→ Task: In full and without alteration, print the entries.

[Dataset records]
====
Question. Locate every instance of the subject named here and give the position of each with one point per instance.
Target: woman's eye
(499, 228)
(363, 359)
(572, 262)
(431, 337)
====
→ Answer to the exercise:
Question. Locate every instance of the subject named here and give the position of each with one point per instance.
Target: woman's eye
(499, 228)
(363, 359)
(572, 262)
(431, 337)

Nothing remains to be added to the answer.